§ **Records**
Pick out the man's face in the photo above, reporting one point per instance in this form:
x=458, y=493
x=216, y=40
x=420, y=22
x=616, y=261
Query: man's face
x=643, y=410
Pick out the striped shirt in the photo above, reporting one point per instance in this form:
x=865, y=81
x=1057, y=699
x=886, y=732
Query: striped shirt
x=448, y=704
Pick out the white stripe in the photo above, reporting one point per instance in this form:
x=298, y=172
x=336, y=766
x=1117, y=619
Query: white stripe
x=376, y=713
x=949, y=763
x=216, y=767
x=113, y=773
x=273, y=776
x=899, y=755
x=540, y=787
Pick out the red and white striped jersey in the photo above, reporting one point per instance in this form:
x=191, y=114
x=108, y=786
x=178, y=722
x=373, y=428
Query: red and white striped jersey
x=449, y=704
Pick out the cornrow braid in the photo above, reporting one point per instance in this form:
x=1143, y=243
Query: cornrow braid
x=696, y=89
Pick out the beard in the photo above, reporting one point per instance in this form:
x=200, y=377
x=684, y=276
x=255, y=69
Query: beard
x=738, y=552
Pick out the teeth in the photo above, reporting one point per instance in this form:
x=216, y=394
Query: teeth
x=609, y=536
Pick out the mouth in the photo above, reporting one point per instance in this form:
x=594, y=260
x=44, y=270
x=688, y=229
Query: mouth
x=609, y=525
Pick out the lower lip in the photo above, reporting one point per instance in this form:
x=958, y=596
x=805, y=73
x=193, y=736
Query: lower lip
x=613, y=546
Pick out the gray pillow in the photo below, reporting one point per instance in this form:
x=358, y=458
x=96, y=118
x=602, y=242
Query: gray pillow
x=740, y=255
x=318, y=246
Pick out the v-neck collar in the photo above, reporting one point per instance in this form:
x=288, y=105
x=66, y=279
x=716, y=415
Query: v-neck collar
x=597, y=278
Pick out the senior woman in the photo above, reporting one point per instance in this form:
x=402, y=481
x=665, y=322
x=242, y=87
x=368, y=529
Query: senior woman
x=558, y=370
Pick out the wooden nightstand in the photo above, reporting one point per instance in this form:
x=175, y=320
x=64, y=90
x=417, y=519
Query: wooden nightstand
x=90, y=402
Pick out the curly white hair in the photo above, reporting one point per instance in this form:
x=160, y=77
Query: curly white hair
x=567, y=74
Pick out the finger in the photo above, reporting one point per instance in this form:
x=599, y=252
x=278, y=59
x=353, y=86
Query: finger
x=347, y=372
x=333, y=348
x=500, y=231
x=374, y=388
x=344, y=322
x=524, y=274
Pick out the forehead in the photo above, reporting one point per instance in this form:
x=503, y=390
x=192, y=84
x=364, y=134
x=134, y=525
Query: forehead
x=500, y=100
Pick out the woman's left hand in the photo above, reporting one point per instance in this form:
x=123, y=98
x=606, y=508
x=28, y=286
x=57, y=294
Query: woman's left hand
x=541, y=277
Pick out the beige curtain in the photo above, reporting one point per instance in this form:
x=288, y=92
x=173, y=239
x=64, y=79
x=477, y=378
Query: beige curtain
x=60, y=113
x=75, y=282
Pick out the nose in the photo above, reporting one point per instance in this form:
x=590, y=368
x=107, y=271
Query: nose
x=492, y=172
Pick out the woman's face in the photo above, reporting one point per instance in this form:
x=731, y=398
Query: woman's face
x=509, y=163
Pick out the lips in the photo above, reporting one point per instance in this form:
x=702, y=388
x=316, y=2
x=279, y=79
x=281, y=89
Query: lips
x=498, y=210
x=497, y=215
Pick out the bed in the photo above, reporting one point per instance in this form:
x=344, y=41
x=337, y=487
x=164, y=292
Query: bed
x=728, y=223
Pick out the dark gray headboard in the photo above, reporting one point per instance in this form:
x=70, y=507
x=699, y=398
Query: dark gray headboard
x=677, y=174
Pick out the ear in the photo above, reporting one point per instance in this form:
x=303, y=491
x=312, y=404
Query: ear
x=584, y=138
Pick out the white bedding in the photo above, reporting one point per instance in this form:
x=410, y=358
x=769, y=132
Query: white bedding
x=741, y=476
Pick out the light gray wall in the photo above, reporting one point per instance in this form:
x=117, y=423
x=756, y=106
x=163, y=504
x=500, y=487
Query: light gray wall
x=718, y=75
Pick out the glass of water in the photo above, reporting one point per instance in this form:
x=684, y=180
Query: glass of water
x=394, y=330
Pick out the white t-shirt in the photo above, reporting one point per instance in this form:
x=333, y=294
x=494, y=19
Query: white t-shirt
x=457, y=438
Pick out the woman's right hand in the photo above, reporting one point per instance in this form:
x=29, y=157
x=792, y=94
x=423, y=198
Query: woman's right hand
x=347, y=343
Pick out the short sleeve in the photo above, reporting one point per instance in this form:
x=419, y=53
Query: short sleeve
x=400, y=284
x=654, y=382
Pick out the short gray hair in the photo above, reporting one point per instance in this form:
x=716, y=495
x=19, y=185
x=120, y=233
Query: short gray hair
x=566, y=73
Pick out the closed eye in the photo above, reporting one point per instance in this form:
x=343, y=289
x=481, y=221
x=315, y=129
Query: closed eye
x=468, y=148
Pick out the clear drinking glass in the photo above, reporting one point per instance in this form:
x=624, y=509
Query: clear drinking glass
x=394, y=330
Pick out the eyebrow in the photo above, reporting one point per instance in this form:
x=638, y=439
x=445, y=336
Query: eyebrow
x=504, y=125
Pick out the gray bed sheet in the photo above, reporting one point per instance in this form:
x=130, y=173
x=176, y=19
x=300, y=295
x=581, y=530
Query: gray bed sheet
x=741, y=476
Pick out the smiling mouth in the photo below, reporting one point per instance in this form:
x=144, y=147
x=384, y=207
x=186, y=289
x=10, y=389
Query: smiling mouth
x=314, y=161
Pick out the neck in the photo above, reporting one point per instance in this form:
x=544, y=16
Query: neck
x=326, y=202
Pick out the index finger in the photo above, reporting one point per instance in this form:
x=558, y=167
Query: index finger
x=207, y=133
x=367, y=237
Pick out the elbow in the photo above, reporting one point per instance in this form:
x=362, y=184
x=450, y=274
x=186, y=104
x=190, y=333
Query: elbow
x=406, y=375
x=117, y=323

§ **Work instructions**
Each record above should be repeated exactly as it appears.

§ **Written answer**
Pick out the man's face in the photo above, reporting one point per instance in this form:
x=458, y=493
x=216, y=40
x=420, y=22
x=616, y=261
Query: man's face
x=643, y=410
Pick out the striped shirt in the photo above, reporting one point per instance in this form:
x=865, y=81
x=1057, y=699
x=886, y=732
Query: striped shirt
x=448, y=704
Pick out the white stripe in the photo above, reporting one point per instance in this form:
x=298, y=172
x=336, y=766
x=1117, y=619
Query: white stripe
x=376, y=713
x=949, y=763
x=216, y=767
x=113, y=773
x=273, y=776
x=899, y=755
x=540, y=787
Pick out the red and white striped jersey in the photo above, reporting one point per instance in this form:
x=191, y=114
x=108, y=786
x=178, y=722
x=373, y=428
Query: red and white striped jersey
x=449, y=704
Pick out the cornrow braid in the photo above, reporting one point per instance in this form:
x=1143, y=243
Query: cornrow braid
x=696, y=89
Pick out the beard in the photo above, reporting one point per instance in this form:
x=200, y=377
x=684, y=276
x=255, y=69
Query: beard
x=738, y=552
Pick out the teeth in the photo above, reporting one point per instance in this form:
x=216, y=394
Query: teeth
x=609, y=536
Pick out the mouth in the photo above, reporting one point per instance in this form:
x=594, y=260
x=44, y=270
x=688, y=229
Query: mouth
x=609, y=525
Pick out the lower lip in the photo above, reporting one point per instance in this form:
x=958, y=596
x=805, y=73
x=193, y=736
Query: lower lip
x=613, y=546
Pick out the gray pillow in the photo below, reporting one point per instance in this form:
x=358, y=458
x=96, y=118
x=602, y=242
Query: gray pillow
x=740, y=255
x=318, y=246
Pick out the v-neck collar in the photo above, reporting one point per instance in this form:
x=288, y=105
x=66, y=279
x=716, y=415
Query: v-neck collar
x=597, y=278
Pick out the senior woman in the photo above, reporting one point per instance in this form:
x=402, y=481
x=665, y=322
x=242, y=87
x=368, y=529
Query: senior woman
x=558, y=370
Pick out the wooden nightstand in the photo above, reporting one point per instance in this form:
x=175, y=320
x=64, y=90
x=417, y=519
Query: wooden nightstand
x=90, y=402
Pick out the curly white hair in the photo above, reporting one point per instance in this form:
x=160, y=77
Query: curly white hair
x=567, y=74
Pick out the finger in the photo above, reporting one point per instance in this form:
x=599, y=252
x=278, y=59
x=353, y=86
Query: finger
x=347, y=372
x=333, y=348
x=500, y=231
x=374, y=388
x=344, y=322
x=524, y=274
Pick out the forehead in the photo above, reporting one point per instance in this form:
x=503, y=390
x=192, y=84
x=364, y=134
x=134, y=525
Query: forehead
x=500, y=100
Pick out the woman's left hand in the photo above, reporting one point per instance in this form:
x=123, y=98
x=606, y=508
x=28, y=286
x=57, y=294
Query: woman's left hand
x=541, y=277
Pick out the beige curtain in the photo above, reporting one point per instance in this form:
x=288, y=92
x=173, y=239
x=64, y=79
x=477, y=378
Query: beige curtain
x=60, y=113
x=75, y=282
Pick out the nose in the photo above, reporting one point per instance in this form:
x=590, y=368
x=107, y=271
Query: nose
x=492, y=172
Pick out the woman's face in the photo above, reporting one point per instance in this form:
x=731, y=398
Query: woman's face
x=509, y=163
Pick out the lips in the photo above, reporting one point per instance in this form:
x=702, y=388
x=316, y=2
x=279, y=79
x=281, y=89
Query: lips
x=498, y=210
x=497, y=215
Pick out the bed in the photo above, reporting one point per instance in this form:
x=344, y=41
x=337, y=487
x=164, y=292
Query: bed
x=728, y=223
Pick out the dark gray headboard in the photo above, reporting one point per instance in this form:
x=70, y=507
x=699, y=398
Query: dark gray headboard
x=677, y=174
Pick out the ear in the photo above, reporting one point per instance in this form:
x=303, y=491
x=312, y=404
Query: ear
x=584, y=138
Pick out the white bedding in the photo above, reporting one point per instance in this form:
x=410, y=358
x=769, y=132
Query: white bedding
x=741, y=476
Pick out the light gray wall in the photo above, reporting one point per instance in this form:
x=117, y=423
x=756, y=106
x=163, y=504
x=500, y=487
Query: light gray wall
x=718, y=75
Pick out the glass of water in the photo above, reporting one point per instance in this form:
x=684, y=180
Query: glass of water
x=394, y=330
Pick out the white t-shirt in the photo above, reporting one point per instance in this form:
x=333, y=294
x=494, y=19
Query: white t-shirt
x=457, y=438
Pick out the woman's right hand in the photo above, reporting one point per instance in this form:
x=29, y=157
x=792, y=94
x=423, y=198
Query: woman's right hand
x=347, y=343
Pick out the short sleeve in the photo above, reporting one point per instance in this form:
x=419, y=53
Query: short sleeve
x=400, y=284
x=654, y=382
Pick out the short gray hair in the photo above, reporting one point per instance in this form:
x=716, y=495
x=19, y=185
x=120, y=233
Query: short gray hair
x=566, y=73
Pick out the closed eye in the photo above, reporting one point per instance in this form:
x=343, y=289
x=481, y=221
x=315, y=129
Query: closed eye
x=468, y=148
Pick out the clear drinking glass in the photo above, reporting one point per instance in this form:
x=624, y=509
Query: clear drinking glass
x=394, y=330
Pick out the eyebrow in the photo above, reporting one point per instance in this form:
x=638, y=439
x=445, y=336
Query: eyebrow
x=504, y=125
Pick out the gray bed sheet in the photo above, reporting one point per instance in this form:
x=130, y=173
x=176, y=19
x=300, y=295
x=581, y=530
Query: gray bed sheet
x=741, y=476
Pick out the smiling mouth in the photo below, reporting one point per instance in this form:
x=144, y=147
x=384, y=207
x=186, y=289
x=10, y=389
Query: smiling mouth
x=314, y=161
Pick out the neck in the photo above, reporting one point per instance in this form:
x=544, y=16
Query: neck
x=326, y=202
Pick out the index finger in the photo above, reporting one point per instance in this form:
x=558, y=167
Query: index finger
x=207, y=133
x=367, y=237
Pick out the elbow in the photo above, reporting one point per instance in this form:
x=362, y=184
x=450, y=274
x=186, y=104
x=190, y=333
Query: elbow
x=406, y=375
x=117, y=323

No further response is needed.